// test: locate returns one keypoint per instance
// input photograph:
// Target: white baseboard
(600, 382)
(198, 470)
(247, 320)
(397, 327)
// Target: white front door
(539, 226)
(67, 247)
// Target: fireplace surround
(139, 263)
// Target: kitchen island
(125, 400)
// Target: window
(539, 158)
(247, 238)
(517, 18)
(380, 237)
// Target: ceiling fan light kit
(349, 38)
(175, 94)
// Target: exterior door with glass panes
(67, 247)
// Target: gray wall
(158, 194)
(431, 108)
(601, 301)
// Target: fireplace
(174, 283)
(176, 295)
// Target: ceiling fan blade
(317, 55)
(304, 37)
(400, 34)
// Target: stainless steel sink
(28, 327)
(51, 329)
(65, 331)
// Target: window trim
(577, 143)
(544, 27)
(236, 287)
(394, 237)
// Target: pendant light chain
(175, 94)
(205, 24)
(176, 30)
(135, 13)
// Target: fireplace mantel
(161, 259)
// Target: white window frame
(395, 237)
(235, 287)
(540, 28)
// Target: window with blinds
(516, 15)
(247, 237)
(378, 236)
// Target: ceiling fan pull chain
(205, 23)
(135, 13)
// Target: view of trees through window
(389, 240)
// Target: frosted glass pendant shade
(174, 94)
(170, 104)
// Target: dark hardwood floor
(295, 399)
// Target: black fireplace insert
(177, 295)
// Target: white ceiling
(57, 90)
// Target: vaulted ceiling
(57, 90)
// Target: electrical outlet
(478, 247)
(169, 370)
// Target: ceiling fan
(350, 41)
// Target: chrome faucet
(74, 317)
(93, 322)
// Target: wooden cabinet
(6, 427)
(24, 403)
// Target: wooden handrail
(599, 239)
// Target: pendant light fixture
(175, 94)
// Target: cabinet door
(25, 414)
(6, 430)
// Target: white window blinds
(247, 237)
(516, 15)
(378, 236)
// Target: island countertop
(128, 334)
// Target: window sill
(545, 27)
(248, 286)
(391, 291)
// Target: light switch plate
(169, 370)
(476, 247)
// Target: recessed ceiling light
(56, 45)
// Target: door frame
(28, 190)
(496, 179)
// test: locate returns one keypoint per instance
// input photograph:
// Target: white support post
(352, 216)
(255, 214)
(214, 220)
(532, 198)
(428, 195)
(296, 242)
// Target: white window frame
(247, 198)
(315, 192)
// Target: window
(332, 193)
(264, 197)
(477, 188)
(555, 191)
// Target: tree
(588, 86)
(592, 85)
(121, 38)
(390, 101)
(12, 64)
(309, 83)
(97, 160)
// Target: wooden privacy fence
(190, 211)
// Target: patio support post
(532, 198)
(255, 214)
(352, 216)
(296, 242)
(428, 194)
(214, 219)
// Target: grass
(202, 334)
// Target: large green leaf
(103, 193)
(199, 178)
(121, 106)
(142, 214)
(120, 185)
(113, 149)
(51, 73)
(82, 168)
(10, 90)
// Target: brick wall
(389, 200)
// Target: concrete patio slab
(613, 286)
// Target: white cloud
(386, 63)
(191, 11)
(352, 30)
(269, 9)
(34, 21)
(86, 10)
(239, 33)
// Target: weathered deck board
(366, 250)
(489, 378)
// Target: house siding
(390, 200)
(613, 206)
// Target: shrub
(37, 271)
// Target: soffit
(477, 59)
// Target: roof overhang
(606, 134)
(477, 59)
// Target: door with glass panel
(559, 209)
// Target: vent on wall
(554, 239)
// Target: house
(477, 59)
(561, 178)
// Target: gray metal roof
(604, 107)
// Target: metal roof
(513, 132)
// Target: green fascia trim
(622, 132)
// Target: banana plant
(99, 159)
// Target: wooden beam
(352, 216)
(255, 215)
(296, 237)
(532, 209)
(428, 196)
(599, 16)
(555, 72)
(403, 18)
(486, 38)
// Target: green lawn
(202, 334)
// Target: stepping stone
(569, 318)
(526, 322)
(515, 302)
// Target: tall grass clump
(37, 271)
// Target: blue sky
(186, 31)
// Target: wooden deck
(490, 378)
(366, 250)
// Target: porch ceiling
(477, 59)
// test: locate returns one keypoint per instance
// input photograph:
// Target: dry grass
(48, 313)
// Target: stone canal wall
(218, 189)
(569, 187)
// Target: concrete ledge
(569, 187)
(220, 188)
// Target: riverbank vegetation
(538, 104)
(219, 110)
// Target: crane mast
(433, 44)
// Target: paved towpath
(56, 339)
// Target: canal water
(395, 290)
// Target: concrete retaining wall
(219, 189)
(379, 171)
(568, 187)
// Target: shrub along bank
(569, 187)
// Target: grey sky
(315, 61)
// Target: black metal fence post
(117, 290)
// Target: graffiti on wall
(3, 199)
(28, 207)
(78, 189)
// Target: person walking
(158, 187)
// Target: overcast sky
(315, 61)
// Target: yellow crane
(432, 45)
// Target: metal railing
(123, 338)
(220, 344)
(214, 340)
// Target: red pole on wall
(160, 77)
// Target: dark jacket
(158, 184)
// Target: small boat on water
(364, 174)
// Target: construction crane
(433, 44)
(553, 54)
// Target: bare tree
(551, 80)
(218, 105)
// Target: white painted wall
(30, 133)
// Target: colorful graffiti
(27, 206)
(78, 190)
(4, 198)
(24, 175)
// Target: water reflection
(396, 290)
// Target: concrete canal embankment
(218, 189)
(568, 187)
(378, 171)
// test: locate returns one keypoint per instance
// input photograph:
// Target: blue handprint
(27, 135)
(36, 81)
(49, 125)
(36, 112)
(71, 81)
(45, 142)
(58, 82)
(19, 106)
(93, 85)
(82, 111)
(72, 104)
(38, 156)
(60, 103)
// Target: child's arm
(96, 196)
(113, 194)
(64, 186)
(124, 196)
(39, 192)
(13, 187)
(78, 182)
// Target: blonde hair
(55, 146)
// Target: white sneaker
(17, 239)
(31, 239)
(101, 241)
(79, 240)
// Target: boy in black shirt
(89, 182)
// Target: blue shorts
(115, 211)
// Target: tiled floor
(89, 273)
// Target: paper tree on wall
══════════════════════════════
§ **Work task**: Please reproduce each entry exactly as it appears.

§ **Exercise solution**:
// test: locate returns one keypoint per instance
// input photograph:
// Target: white baseboard
(600, 382)
(198, 470)
(247, 320)
(397, 327)
// Target: white front door
(539, 226)
(67, 247)
// Target: fireplace surround
(139, 263)
// Target: kitchen island
(125, 400)
// Target: window
(539, 158)
(247, 238)
(517, 18)
(380, 237)
// Target: ceiling fan light kit
(349, 38)
(175, 94)
// Target: exterior door with glass panes
(67, 247)
// Target: gray wall
(158, 194)
(431, 108)
(601, 301)
// Target: fireplace
(174, 283)
(176, 295)
// Target: ceiling fan blade
(317, 55)
(304, 37)
(400, 34)
// Target: stainless steel sink
(28, 327)
(51, 329)
(65, 331)
// Target: window trim
(577, 143)
(544, 27)
(236, 287)
(394, 237)
// Target: pendant light chain
(175, 94)
(205, 24)
(176, 30)
(135, 13)
// Target: fireplace mantel
(161, 259)
// Target: white window frame
(395, 237)
(235, 287)
(540, 28)
// Target: window with blinds
(516, 15)
(247, 237)
(378, 236)
// Target: ceiling fan pull chain
(205, 23)
(135, 13)
// Target: view of trees through window
(389, 240)
// Target: frosted glass pendant shade
(174, 94)
(170, 104)
// Target: dark hardwood floor
(295, 399)
// Target: black fireplace insert
(177, 295)
// Target: white ceiling
(57, 90)
// Target: vaulted ceiling
(57, 90)
// Target: electrical outlet
(478, 247)
(169, 370)
// Target: ceiling fan
(350, 41)
// Target: chrome faucet
(74, 317)
(93, 322)
// Target: wooden cabinet
(6, 427)
(24, 403)
// Target: wooden handrail
(599, 239)
// Target: pendant light fixture
(175, 94)
// Target: cabinet door
(25, 414)
(6, 430)
// Target: white window blinds
(247, 237)
(516, 15)
(378, 236)
// Target: island countertop
(128, 334)
// Target: window sill
(545, 27)
(248, 286)
(391, 291)
// Target: light switch plate
(169, 370)
(476, 247)
// Target: recessed ceiling light
(56, 45)
// Target: door frame
(28, 190)
(496, 179)
// test: locate returns one keypoint per instance
// input photograph:
// Target: white support post
(352, 216)
(255, 214)
(214, 220)
(532, 198)
(428, 195)
(296, 242)
// Target: white window frame
(247, 198)
(315, 192)
// Target: window
(332, 193)
(264, 197)
(477, 188)
(555, 191)
// Target: tree
(588, 86)
(592, 85)
(121, 38)
(390, 101)
(12, 64)
(309, 83)
(97, 160)
// Target: wooden privacy fence
(190, 211)
// Target: patio support post
(532, 198)
(255, 214)
(352, 216)
(296, 242)
(428, 194)
(214, 219)
// Target: grass
(202, 334)
// Target: large green leaf
(103, 193)
(199, 178)
(121, 106)
(142, 214)
(120, 185)
(113, 149)
(51, 73)
(82, 168)
(10, 90)
// Target: brick wall
(389, 200)
// Target: concrete patio slab
(613, 286)
// Target: white cloud
(386, 63)
(191, 11)
(352, 30)
(269, 9)
(34, 21)
(86, 10)
(239, 33)
// Target: weathered deck board
(366, 250)
(489, 378)
// Target: house siding
(390, 200)
(613, 206)
// Target: shrub
(37, 271)
// Target: soffit
(477, 59)
// Target: roof overhang
(606, 134)
(477, 59)
// Target: door with glass panel
(559, 209)
// Target: vent on wall
(554, 239)
// Target: house
(477, 59)
(561, 178)
// Target: gray metal roof
(604, 107)
// Target: metal roof
(513, 132)
// Target: green fascia trim
(622, 132)
// Target: banana plant
(99, 159)
// Target: wooden beam
(352, 216)
(255, 215)
(296, 237)
(532, 209)
(428, 196)
(599, 16)
(555, 72)
(403, 18)
(486, 38)
// Target: green lawn
(202, 334)
// Target: stepping stone
(569, 318)
(526, 322)
(515, 302)
// Target: tall grass clump
(37, 271)
// Target: blue sky
(186, 31)
// Target: wooden deck
(490, 378)
(366, 250)
// Target: porch ceiling
(477, 59)
// test: locate returns one keypoint per instance
// input photograph:
// Target: dry grass
(48, 313)
// Target: stone canal wall
(218, 189)
(569, 187)
// Target: concrete ledge
(569, 187)
(220, 188)
// Target: riverbank vegetation
(538, 104)
(219, 110)
// Target: crane mast
(433, 44)
// Target: paved towpath
(56, 339)
// Target: canal water
(395, 290)
// Target: concrete retaining wall
(219, 189)
(379, 171)
(568, 187)
// Target: shrub along bank
(569, 187)
// Target: grey sky
(315, 61)
// Target: black metal fence post
(117, 290)
// Target: graffiti on wall
(3, 199)
(28, 207)
(78, 189)
// Target: person walking
(158, 187)
// Target: overcast sky
(315, 61)
// Target: yellow crane
(432, 45)
// Target: metal railing
(123, 338)
(220, 344)
(214, 340)
// Target: red pole on wall
(160, 77)
// Target: dark jacket
(158, 184)
// Target: small boat on water
(364, 174)
// Target: construction crane
(433, 44)
(553, 54)
// Target: bare tree
(551, 80)
(218, 105)
// Target: white painted wall
(30, 133)
// Target: colorful graffiti
(27, 206)
(78, 190)
(4, 198)
(24, 175)
// Target: water reflection
(396, 290)
// Target: concrete canal embankment
(218, 189)
(568, 187)
(378, 171)
// test: locate returns one keypoint per instance
// input photograph:
// Target: blue handprint
(27, 135)
(36, 81)
(49, 125)
(36, 112)
(71, 81)
(45, 142)
(58, 82)
(19, 106)
(93, 85)
(82, 111)
(72, 104)
(38, 156)
(60, 103)
// Target: child's arm
(96, 196)
(113, 194)
(64, 186)
(124, 196)
(39, 192)
(13, 187)
(78, 182)
// Target: blonde hair
(55, 146)
// Target: white sneaker
(17, 239)
(31, 239)
(101, 241)
(79, 240)
// Target: boy in black shirt
(89, 182)
// Target: blue shorts
(115, 211)
// Target: tiled floor
(89, 273)
// Target: paper tree on wall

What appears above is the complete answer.